TASK DETAILS » Your task is to repeat exactly the lines below between the line holding "Please place a point on the red" and the line holding "Please place a point on the yellow", inclusive, and only those.

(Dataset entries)
+++

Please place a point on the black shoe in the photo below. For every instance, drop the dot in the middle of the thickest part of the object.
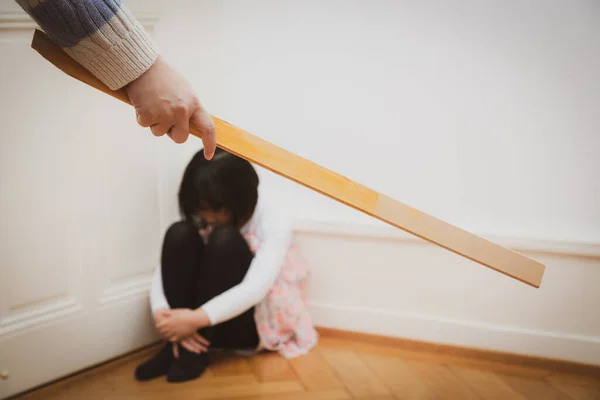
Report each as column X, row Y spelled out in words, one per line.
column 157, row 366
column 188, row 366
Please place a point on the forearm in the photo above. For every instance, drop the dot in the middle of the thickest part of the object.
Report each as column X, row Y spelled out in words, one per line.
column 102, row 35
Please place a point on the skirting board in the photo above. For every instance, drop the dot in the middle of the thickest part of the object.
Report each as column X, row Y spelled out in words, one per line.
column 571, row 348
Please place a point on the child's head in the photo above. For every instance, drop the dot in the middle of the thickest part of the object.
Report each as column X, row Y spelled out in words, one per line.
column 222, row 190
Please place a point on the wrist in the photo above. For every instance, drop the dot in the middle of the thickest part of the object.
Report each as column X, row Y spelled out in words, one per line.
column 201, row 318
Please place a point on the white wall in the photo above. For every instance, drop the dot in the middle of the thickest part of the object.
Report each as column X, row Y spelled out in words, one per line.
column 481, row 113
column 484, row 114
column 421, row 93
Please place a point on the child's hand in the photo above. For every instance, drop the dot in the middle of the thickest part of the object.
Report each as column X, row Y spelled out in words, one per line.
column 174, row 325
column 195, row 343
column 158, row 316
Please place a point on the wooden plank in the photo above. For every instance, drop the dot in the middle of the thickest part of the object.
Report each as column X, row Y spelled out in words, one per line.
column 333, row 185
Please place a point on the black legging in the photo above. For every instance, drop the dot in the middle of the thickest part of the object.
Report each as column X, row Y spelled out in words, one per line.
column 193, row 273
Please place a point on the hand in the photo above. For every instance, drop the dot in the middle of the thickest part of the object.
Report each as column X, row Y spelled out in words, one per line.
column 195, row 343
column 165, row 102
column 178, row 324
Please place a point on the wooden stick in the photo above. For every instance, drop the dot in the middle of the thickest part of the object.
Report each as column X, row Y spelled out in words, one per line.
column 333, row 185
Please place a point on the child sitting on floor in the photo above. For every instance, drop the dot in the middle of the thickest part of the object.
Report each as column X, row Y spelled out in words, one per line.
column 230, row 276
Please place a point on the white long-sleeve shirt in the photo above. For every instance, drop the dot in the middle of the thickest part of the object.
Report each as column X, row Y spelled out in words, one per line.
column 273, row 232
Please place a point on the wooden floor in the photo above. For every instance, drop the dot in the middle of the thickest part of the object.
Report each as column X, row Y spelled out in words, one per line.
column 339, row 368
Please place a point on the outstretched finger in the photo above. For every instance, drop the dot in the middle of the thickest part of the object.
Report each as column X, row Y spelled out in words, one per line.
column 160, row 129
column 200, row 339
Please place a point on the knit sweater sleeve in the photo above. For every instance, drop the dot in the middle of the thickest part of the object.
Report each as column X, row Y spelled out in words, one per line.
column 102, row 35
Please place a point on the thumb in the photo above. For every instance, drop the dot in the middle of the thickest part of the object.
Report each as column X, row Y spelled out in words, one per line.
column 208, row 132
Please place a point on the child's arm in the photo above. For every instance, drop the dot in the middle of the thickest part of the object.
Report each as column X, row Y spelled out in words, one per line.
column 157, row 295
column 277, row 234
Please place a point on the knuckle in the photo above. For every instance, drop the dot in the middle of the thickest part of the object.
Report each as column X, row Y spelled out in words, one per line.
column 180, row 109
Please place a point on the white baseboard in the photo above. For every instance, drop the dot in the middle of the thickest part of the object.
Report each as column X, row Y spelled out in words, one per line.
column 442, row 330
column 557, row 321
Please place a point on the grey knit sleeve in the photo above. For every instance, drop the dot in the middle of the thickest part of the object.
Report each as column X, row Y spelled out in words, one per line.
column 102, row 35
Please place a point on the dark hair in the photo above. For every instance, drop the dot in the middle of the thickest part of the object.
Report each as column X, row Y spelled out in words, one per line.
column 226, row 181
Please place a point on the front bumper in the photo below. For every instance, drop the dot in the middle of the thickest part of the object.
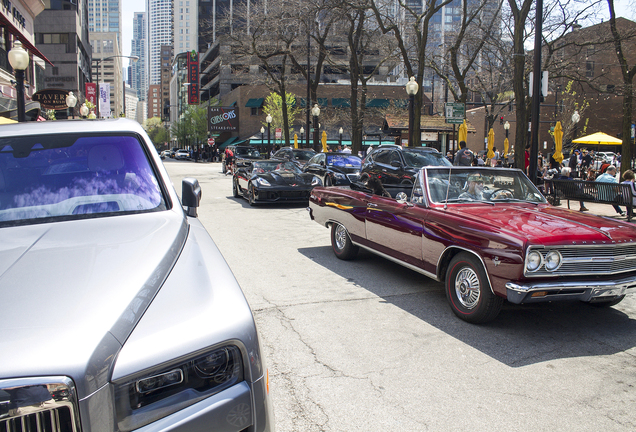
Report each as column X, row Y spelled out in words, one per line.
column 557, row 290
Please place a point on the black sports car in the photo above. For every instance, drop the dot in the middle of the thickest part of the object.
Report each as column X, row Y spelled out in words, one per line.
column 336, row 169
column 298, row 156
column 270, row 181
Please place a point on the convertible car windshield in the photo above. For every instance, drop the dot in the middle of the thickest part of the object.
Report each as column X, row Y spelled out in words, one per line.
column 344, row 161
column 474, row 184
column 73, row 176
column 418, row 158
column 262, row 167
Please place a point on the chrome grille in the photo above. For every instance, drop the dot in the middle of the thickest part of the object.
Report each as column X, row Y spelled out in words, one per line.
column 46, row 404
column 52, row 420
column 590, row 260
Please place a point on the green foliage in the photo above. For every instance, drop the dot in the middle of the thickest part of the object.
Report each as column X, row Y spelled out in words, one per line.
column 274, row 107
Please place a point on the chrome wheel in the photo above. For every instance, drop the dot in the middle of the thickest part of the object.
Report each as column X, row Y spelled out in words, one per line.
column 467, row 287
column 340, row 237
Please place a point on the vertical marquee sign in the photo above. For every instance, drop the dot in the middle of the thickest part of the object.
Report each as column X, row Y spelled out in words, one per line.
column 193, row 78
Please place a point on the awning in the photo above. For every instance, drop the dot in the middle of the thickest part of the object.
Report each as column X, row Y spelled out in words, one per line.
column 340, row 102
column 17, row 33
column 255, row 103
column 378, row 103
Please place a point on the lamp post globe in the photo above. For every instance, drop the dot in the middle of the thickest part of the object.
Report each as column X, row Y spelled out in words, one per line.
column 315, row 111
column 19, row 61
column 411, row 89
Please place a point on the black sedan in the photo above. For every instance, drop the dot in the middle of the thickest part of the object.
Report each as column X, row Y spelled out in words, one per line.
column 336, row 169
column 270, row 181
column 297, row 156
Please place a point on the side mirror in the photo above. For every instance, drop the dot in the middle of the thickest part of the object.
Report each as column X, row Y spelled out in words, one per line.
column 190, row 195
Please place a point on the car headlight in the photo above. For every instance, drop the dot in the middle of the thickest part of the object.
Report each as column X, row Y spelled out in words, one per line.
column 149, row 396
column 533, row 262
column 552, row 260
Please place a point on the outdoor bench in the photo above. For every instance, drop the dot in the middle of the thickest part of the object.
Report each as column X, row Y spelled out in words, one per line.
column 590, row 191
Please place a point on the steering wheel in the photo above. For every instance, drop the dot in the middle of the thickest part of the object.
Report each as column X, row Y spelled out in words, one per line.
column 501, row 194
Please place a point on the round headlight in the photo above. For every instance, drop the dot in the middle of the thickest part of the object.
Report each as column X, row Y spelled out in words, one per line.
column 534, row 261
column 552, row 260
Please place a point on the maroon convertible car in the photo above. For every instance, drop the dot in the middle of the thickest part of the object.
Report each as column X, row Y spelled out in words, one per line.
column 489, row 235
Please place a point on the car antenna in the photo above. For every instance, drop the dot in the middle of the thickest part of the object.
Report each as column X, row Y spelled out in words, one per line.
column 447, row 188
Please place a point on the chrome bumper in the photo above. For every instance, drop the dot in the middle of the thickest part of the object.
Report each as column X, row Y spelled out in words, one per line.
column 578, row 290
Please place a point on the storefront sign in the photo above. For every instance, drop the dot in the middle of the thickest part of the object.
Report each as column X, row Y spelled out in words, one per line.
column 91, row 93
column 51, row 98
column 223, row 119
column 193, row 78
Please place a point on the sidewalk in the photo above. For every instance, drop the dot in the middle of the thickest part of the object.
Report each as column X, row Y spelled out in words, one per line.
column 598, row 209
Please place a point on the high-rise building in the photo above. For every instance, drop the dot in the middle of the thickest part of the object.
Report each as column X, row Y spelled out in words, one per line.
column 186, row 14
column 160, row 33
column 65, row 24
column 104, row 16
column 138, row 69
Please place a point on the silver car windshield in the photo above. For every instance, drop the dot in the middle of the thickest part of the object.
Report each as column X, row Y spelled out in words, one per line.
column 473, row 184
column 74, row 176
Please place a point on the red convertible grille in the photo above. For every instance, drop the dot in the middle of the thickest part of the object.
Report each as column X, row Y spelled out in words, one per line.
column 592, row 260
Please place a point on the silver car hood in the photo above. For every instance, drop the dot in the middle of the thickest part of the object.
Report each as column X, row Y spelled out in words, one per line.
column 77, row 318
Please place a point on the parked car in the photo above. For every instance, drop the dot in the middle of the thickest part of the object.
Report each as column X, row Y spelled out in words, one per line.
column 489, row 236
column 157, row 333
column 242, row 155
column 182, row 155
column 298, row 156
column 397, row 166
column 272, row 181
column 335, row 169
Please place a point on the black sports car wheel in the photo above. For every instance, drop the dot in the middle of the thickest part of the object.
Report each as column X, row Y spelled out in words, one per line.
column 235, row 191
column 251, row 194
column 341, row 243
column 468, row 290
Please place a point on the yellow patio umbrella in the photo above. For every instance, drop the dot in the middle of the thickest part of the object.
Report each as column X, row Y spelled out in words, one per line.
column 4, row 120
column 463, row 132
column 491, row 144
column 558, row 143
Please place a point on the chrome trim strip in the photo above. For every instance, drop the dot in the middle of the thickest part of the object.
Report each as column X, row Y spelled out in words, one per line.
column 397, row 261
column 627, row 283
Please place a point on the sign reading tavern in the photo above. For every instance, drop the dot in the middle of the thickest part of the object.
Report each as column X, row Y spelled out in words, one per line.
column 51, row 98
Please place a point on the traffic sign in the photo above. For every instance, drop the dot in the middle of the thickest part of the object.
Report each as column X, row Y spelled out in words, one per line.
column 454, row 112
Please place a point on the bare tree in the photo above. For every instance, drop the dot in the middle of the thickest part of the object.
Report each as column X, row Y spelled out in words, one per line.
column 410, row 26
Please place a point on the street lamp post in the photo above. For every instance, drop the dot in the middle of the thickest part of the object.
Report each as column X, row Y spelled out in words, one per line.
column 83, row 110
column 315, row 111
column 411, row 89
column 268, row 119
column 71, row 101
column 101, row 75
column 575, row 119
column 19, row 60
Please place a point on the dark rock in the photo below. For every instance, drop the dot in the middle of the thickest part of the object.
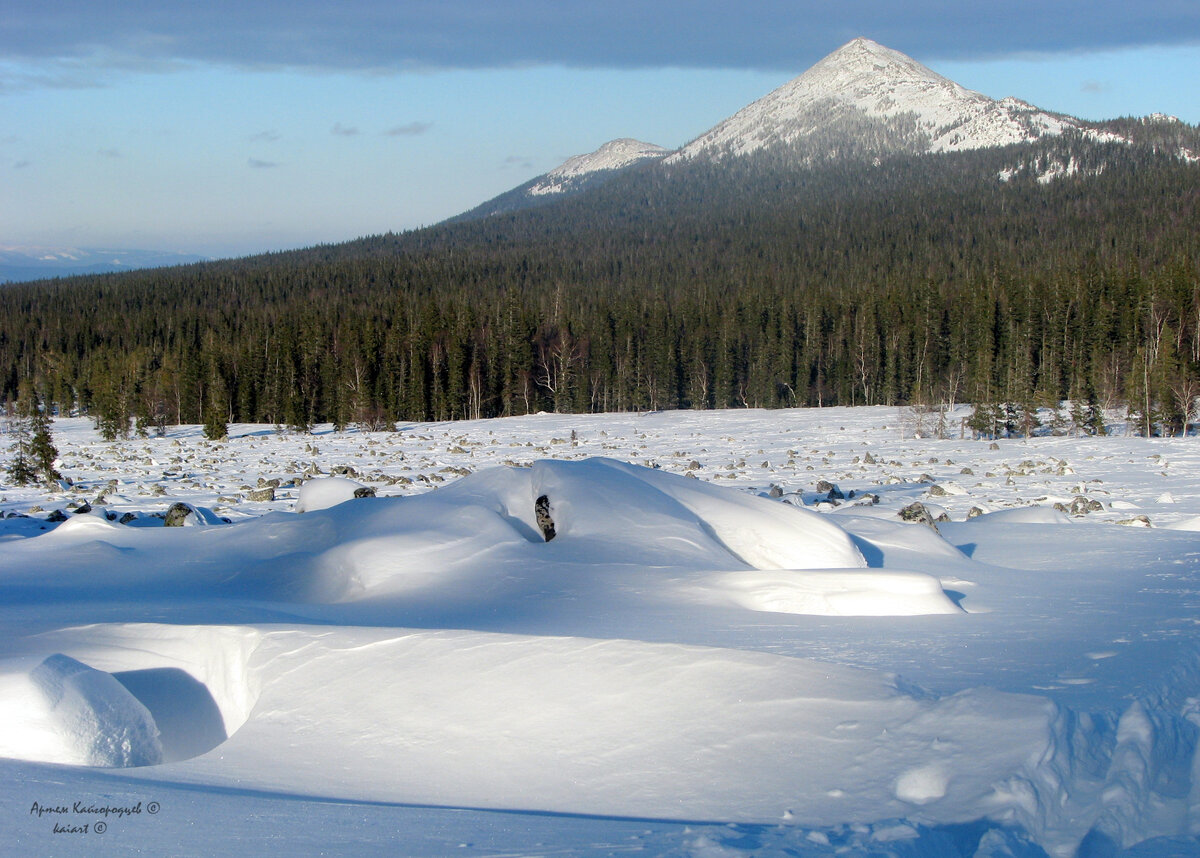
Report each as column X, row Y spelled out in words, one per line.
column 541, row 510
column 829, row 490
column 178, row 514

+++

TASK OUTPUT »
Please place a point on the red convertible grille in the photo above. For every instance, drop the dot in the middle of the thickest part of the object.
Report each as column X, row Y spelled out in words, one per line.
column 592, row 260
Please place a point on the silver car hood in the photo above. For every instance, drop the dot in the middle of the thickest part of the object.
Report each as column X, row Y spelled out in words, one per line.
column 77, row 318
Please place a point on the parked car in the photo above. For every instance, drop the dot in the middle of the thickest part of the object.
Report each as column X, row Y spelled out in words, one per line.
column 489, row 236
column 157, row 333
column 242, row 155
column 182, row 155
column 298, row 156
column 397, row 166
column 272, row 181
column 335, row 169
Please place a point on the black sports car wheel in the photo above. For every instance, drop the dot in the middle of the thickest part of the object.
Report each as column X, row Y spelled out in words, one per line.
column 235, row 191
column 251, row 194
column 341, row 243
column 468, row 290
Please place a point on the yellow patio umbrella in the photo above. For every instance, drop the dot in the middle of the thickest part of the object.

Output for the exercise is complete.